### WORK TO DO
Rewrite the lines below as a numbered list, from the line containing "The response MUST carry one point per instance of the blue" through the last line, including both and leaving out any blank lines.

### DATA TO USE
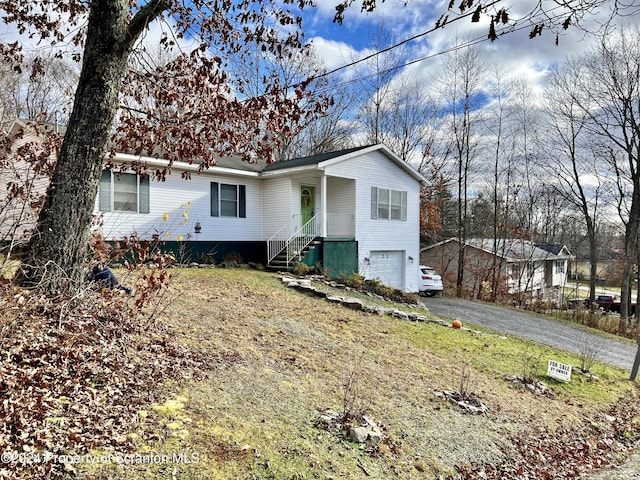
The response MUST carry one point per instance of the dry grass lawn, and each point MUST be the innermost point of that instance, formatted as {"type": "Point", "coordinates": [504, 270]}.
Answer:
{"type": "Point", "coordinates": [276, 357]}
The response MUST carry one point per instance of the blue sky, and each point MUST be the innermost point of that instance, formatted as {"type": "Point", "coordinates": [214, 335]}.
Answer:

### REPLY
1. The response MUST carry one point per instance of the blue sky, and each point MUST be the innermost point of that instance, formatted as {"type": "Point", "coordinates": [214, 335]}.
2. Answer:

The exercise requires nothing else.